● DIRECTION A
Copy the passage about the Ischia castle word for word, from "On the morning" to "city, Porto Ischia.".

***** SELECTED PASSAGE *****

Five Tales from Ischia: The 3rd Tale (Lady Walton and the Croaking Frogs)

On the morning of June 28th, 2007, on my fourth day on the island of Ischia, Marty Nakell, his wife Rebecca, two of his students (Daniel and Nidzára), and I left our hotel near Florio to visit the famed Castello Argonese on Ponte Ischia near the island’s major city, Porto Ischia.

Built by the Syracusan Greek Gerone in 474 B.C., the castle served as a protective fortress for centuries while the surrounding countryside was plundered by various racial and tribal groups, including the Visogoths, Vandals, Ostrogoths, Arabs, Normans, Swabians, and Angevins. In 1301 it served as a refuge against the eruption of the local volcano, Mount Trippodi.

At its greatest “splendor,” it hosted, in the 16th century, 1,892 families, a Convent for Clarisse Nuns, a Greek Basilian Abbey, and a Bishopric and Seminary, as well as the palace of the Prince along with his garrison. There were thirteen churches, seven of which were independent parishes.

In 1809 the English attacked the castle, then owned by the French Aragons, nearly destroying it. In 1823 the King of Naples, Ferdinand I, used it as a political prison for people who opposed Bourbon Power.

The Italian patriot Guiseppe Garibaldi abolished the prison in 1860, joining the whole of Ischia to the Reign of Italy.

***** TASK MATERIAL *****

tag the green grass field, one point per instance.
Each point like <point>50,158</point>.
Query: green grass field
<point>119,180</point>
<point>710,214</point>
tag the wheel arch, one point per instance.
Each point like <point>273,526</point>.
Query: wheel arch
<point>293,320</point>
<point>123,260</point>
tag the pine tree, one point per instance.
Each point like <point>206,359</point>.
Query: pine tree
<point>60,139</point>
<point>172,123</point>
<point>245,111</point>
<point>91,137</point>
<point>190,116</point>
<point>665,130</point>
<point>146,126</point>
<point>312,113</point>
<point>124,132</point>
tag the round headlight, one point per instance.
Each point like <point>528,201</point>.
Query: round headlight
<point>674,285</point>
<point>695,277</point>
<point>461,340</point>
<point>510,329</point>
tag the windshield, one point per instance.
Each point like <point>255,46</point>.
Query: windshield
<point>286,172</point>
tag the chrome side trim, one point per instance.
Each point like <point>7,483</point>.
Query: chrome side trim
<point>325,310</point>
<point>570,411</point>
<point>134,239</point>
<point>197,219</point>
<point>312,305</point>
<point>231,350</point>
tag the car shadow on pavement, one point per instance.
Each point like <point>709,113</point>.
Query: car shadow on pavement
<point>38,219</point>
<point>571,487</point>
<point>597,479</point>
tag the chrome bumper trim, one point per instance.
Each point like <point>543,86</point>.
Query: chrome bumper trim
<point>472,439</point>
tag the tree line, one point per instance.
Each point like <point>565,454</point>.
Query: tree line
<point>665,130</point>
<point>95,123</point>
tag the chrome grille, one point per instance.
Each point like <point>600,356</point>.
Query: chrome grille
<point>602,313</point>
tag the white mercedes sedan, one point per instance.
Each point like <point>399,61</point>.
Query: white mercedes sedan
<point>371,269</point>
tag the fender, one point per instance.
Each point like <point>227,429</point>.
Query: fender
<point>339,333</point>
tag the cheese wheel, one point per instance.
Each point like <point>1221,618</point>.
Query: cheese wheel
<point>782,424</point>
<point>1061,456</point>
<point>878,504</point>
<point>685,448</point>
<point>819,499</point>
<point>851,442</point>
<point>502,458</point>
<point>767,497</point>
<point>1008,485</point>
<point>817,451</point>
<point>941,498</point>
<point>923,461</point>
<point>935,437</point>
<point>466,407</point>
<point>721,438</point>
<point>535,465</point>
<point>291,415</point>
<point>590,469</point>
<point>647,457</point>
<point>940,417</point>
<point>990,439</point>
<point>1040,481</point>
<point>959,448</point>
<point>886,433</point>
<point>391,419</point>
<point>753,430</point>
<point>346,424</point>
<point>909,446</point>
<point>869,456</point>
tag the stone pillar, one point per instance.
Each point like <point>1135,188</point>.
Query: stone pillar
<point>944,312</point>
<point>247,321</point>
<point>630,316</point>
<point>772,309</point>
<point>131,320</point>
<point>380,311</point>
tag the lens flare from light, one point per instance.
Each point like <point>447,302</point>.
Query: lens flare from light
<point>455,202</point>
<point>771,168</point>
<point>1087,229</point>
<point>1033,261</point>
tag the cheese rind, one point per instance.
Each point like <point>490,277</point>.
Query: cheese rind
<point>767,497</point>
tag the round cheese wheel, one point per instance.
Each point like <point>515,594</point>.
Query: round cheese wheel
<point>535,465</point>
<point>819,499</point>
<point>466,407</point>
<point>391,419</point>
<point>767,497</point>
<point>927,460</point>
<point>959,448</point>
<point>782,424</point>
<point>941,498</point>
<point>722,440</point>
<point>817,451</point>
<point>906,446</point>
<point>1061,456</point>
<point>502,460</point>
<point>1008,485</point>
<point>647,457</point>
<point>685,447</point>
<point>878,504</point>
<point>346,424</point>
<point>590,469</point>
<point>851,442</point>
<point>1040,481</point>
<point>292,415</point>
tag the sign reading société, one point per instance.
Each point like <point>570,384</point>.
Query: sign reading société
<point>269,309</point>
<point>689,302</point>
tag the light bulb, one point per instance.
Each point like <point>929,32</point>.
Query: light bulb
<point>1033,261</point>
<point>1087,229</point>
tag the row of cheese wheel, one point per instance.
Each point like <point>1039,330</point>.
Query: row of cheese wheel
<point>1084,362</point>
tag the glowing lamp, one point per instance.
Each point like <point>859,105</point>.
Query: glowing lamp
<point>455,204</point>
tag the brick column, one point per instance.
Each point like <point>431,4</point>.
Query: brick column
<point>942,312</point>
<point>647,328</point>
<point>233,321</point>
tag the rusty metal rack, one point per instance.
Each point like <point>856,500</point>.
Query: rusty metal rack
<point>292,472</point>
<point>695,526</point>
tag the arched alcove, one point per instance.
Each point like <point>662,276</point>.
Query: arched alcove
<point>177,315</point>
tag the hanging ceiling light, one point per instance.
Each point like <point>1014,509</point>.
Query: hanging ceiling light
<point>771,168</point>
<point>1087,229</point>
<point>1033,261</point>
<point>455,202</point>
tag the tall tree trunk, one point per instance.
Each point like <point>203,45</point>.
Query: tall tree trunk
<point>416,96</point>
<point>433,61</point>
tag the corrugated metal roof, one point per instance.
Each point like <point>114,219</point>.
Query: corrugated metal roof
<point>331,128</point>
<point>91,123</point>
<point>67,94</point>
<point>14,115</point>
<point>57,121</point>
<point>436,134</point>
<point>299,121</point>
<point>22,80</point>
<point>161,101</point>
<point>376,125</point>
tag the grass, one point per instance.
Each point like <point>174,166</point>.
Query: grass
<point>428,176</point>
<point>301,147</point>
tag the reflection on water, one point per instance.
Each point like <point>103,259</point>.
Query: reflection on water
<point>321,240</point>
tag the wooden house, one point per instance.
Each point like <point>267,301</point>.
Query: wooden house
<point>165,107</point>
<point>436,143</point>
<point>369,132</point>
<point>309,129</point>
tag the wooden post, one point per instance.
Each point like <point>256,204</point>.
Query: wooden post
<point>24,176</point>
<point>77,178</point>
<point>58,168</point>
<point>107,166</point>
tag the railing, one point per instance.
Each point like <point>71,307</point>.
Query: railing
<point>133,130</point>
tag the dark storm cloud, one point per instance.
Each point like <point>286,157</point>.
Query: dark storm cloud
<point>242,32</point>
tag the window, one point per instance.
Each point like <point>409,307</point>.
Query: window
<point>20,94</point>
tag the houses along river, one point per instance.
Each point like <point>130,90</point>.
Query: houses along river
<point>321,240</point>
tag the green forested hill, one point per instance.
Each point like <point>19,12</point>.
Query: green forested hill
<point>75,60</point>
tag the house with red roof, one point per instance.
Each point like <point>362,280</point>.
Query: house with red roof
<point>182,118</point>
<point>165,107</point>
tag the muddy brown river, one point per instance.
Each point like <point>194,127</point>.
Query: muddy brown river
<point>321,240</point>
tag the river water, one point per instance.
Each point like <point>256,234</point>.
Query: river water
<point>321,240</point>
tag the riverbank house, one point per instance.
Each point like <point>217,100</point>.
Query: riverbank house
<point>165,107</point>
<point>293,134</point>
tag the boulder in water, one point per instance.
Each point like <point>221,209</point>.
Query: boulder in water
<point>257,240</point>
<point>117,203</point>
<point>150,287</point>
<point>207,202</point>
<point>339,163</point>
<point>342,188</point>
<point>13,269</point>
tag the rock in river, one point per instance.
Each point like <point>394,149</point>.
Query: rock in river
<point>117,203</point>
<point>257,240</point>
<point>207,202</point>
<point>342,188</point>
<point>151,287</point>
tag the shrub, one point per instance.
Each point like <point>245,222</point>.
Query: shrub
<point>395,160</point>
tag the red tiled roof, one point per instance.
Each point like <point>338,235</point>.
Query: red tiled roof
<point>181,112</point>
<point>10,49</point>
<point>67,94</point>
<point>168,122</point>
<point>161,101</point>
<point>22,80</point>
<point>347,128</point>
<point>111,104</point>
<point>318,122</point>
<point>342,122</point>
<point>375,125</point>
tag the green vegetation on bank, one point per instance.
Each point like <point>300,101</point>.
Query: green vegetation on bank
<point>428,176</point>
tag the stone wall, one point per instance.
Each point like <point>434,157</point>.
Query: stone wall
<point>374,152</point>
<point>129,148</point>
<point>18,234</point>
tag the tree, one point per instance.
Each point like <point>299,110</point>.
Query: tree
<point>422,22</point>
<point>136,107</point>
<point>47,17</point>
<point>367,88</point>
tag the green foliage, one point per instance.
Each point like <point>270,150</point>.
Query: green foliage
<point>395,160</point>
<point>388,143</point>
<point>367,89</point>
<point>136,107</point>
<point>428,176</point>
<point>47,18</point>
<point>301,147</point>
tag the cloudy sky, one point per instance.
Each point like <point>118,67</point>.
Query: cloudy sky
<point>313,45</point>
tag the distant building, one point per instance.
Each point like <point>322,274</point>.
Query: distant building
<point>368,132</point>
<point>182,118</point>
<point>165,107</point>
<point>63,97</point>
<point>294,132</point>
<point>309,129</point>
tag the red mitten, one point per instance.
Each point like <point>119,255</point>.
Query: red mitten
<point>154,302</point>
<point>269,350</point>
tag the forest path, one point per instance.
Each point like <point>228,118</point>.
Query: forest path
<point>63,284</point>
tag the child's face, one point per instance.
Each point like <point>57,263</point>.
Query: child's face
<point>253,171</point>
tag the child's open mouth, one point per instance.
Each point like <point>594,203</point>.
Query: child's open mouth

*****

● DIRECTION B
Take the records from the line with "tag the wooden post, one point per instance." to the line with "<point>13,269</point>", swap "railing" for "handrail", and give back only those lines with nothing else changed.

● TASK RESPONSE A
On the morning of June 28th, 2007, on my fourth day on the island of Ischia, Marty Nakell, his wife Rebecca, two of his students (Daniel and Nidzára), and I left our hotel near Florio to visit the famed Castello Argonese on Ponte Ischia near the island’s major city, Porto Ischia.

● TASK RESPONSE B
tag the wooden post, one point per instance.
Each point like <point>256,204</point>.
Query: wooden post
<point>24,176</point>
<point>77,178</point>
<point>58,168</point>
<point>107,166</point>
tag the handrail, one point per instance.
Each point like <point>71,307</point>.
Query: handrail
<point>133,130</point>
tag the dark storm cloud, one point per instance.
Each point like <point>286,157</point>.
Query: dark storm cloud
<point>242,32</point>
tag the window, one point per instance.
Each point like <point>409,307</point>.
Query: window
<point>20,94</point>
tag the houses along river, one point per instance.
Each point like <point>130,90</point>.
Query: houses along river
<point>321,240</point>
tag the green forested hill, one point per instance.
Each point like <point>19,12</point>.
Query: green forested hill
<point>75,60</point>
tag the house with red roof, one point per instance.
Each point like <point>362,280</point>.
Query: house with red roof
<point>182,118</point>
<point>165,107</point>
tag the muddy brown river, one point per instance.
Each point like <point>194,127</point>.
Query: muddy brown river
<point>321,240</point>
tag the river water, one point per instance.
Each point like <point>256,234</point>.
Query: river water
<point>321,240</point>
tag the riverbank house, one point per instance.
Each point like <point>217,100</point>.
Query: riverbank house
<point>165,107</point>
<point>293,134</point>
tag the boulder in water, one point per instance.
Each point like <point>221,209</point>.
Query: boulder in water
<point>257,240</point>
<point>117,203</point>
<point>150,287</point>
<point>207,202</point>
<point>339,163</point>
<point>342,188</point>
<point>13,269</point>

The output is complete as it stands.